Image-backed grounding data
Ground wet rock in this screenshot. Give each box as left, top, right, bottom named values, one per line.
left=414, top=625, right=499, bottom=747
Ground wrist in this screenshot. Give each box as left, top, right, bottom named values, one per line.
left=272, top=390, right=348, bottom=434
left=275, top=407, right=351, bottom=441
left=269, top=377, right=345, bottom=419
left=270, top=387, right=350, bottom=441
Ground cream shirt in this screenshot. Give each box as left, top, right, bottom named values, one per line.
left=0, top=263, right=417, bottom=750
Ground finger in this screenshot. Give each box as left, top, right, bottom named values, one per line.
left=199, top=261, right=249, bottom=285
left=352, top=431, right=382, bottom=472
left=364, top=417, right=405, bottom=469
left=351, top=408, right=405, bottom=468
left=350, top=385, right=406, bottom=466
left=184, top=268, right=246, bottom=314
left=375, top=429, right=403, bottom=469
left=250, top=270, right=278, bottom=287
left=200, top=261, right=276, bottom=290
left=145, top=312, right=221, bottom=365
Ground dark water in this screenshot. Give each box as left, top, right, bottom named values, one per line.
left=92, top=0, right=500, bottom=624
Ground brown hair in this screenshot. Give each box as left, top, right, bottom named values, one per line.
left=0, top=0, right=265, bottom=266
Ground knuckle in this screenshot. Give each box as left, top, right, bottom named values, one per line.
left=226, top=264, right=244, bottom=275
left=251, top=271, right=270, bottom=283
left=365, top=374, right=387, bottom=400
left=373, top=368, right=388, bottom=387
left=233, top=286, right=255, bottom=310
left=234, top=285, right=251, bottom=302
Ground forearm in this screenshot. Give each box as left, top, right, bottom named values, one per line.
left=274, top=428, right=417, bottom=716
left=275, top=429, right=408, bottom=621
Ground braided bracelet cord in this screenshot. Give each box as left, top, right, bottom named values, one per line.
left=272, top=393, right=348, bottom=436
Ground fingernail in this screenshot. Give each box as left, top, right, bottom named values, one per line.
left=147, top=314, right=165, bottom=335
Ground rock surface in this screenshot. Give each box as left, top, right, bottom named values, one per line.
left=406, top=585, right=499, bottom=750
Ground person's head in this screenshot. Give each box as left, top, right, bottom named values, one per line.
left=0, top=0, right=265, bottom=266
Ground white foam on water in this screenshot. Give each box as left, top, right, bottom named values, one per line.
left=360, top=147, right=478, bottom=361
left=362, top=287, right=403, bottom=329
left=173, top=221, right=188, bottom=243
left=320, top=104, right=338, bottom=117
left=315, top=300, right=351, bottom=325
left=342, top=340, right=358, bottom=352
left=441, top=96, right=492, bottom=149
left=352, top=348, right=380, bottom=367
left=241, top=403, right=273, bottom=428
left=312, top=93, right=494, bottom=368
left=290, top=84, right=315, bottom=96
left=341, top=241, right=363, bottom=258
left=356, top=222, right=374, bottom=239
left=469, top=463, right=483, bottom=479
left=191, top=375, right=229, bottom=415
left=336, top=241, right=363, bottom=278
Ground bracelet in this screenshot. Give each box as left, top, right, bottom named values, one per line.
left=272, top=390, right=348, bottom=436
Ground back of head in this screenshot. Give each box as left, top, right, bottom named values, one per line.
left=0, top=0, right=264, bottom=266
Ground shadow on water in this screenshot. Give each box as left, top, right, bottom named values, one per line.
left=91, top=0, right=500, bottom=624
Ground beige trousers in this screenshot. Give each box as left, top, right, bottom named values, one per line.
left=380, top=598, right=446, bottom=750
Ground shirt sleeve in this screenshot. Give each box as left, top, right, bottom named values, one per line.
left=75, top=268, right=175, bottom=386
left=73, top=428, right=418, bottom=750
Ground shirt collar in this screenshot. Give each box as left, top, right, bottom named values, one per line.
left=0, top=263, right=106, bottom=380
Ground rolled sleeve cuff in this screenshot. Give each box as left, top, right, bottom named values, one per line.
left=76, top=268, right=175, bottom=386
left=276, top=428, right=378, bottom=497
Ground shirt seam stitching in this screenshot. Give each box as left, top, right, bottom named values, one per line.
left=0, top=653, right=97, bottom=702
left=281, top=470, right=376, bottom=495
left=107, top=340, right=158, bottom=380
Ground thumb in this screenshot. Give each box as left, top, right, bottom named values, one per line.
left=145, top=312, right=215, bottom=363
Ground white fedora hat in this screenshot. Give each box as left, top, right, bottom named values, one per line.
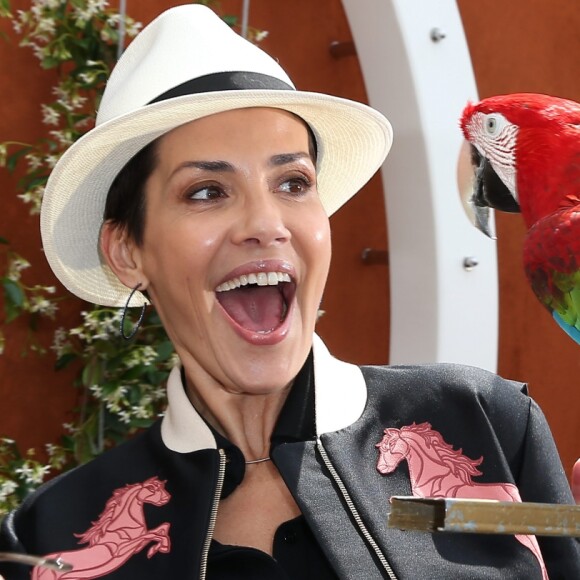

:: Problem requirements ::
Every line above is to be reproduced verbatim, and the pictures are to be omitted.

:: Problem solution ::
Ground wet rock in this screenshot. Give each box as left, top, right, bottom named values, one per line.
left=414, top=625, right=499, bottom=747
Ground wrist in this screenshot. Give each box as left, top, right, bottom named values, one per line.
left=272, top=390, right=348, bottom=434
left=275, top=407, right=351, bottom=441
left=269, top=377, right=345, bottom=419
left=270, top=387, right=350, bottom=441
Ground cream shirt in this screenshot. Give each box as left, top, right, bottom named values, one per line.
left=0, top=263, right=417, bottom=750
Ground finger in this screenshot. Give each box as left, top, right, bottom named values, one per line.
left=199, top=261, right=249, bottom=285
left=352, top=431, right=382, bottom=472
left=364, top=417, right=405, bottom=469
left=351, top=408, right=405, bottom=468
left=350, top=385, right=406, bottom=466
left=184, top=268, right=246, bottom=314
left=375, top=429, right=403, bottom=469
left=250, top=270, right=278, bottom=287
left=200, top=261, right=276, bottom=290
left=145, top=312, right=221, bottom=365
Ground dark water in this screenshot. Give each box as left, top, right, bottom named values, one per line.
left=92, top=0, right=500, bottom=624
Ground brown hair in this screenshot. Give each box as left, top, right, bottom named values, one per line.
left=0, top=0, right=265, bottom=266
Ground knuckle in this screenshot. Give each box as left, top, right, bottom named values, one per line.
left=226, top=264, right=244, bottom=275
left=251, top=271, right=270, bottom=283
left=365, top=374, right=387, bottom=400
left=373, top=368, right=388, bottom=387
left=233, top=286, right=255, bottom=310
left=234, top=285, right=251, bottom=302
Ground forearm in this screenshot. Give each box as left, top, right, bottom named values, one per line.
left=274, top=428, right=417, bottom=716
left=275, top=429, right=408, bottom=621
Ground braided bracelet cord in this screenshot. Give each box as left, top, right, bottom named values, one per line.
left=272, top=393, right=348, bottom=436
Ground fingernail in this screenshot. Give each box as left, top, right, bottom named values, one per line.
left=147, top=314, right=165, bottom=335
Ground rock surface in this screenshot. Give each box as left, top, right, bottom named values, one per line.
left=406, top=585, right=499, bottom=750
Ground person's head in this screenshot. Give each box as left, top, right, bottom named values, one per line.
left=0, top=0, right=265, bottom=266
Ground white foam on water in this screenshot. Give each box as left, top, right, bottom named values, one per line.
left=360, top=147, right=478, bottom=361
left=362, top=287, right=403, bottom=329
left=173, top=221, right=188, bottom=243
left=320, top=104, right=338, bottom=117
left=315, top=300, right=351, bottom=325
left=342, top=340, right=358, bottom=352
left=441, top=96, right=492, bottom=149
left=352, top=348, right=380, bottom=367
left=241, top=403, right=273, bottom=428
left=312, top=93, right=494, bottom=368
left=290, top=84, right=315, bottom=96
left=341, top=241, right=363, bottom=258
left=356, top=222, right=374, bottom=239
left=469, top=463, right=483, bottom=479
left=191, top=375, right=229, bottom=415
left=336, top=241, right=363, bottom=278
Ground bracelet in this screenshot. Give each box as left, top, right, bottom named values, one per line.
left=272, top=390, right=348, bottom=436
Ground back of head in this screenshot. Give each box as left, top, right, bottom named values, one per line.
left=0, top=0, right=264, bottom=266
Ground shadow on water in this screenshot. Give each box as left, top, right, bottom named values, one per line.
left=91, top=0, right=500, bottom=624
Ground beige trousers in this screenshot. Give each box as left, top, right, bottom named values, one per line.
left=380, top=598, right=446, bottom=750
Ground shirt sleeve in this screenshot. Give each box as left, top, right, bottom named values, one per line.
left=75, top=268, right=175, bottom=386
left=73, top=428, right=418, bottom=750
Ground shirt collar in this screenshot. Give each box as left, top, right, bottom named values, one per line.
left=0, top=263, right=106, bottom=380
Ground rolled sleeve cuff in this screenshot. Give each box as left, top, right, bottom named values, one per line.
left=76, top=268, right=175, bottom=386
left=276, top=428, right=378, bottom=497
Ground shirt seam stitching in this screenshot. Give each box as left, top, right, bottom named values, one per line.
left=0, top=653, right=97, bottom=702
left=281, top=470, right=376, bottom=495
left=107, top=340, right=158, bottom=380
Ground thumb in this screenshot. Give each box as left, top, right, bottom named values, one per line.
left=145, top=312, right=215, bottom=363
Ground white fedora hat in this screenshot. Give each box as left, top, right, bottom named values, one per line.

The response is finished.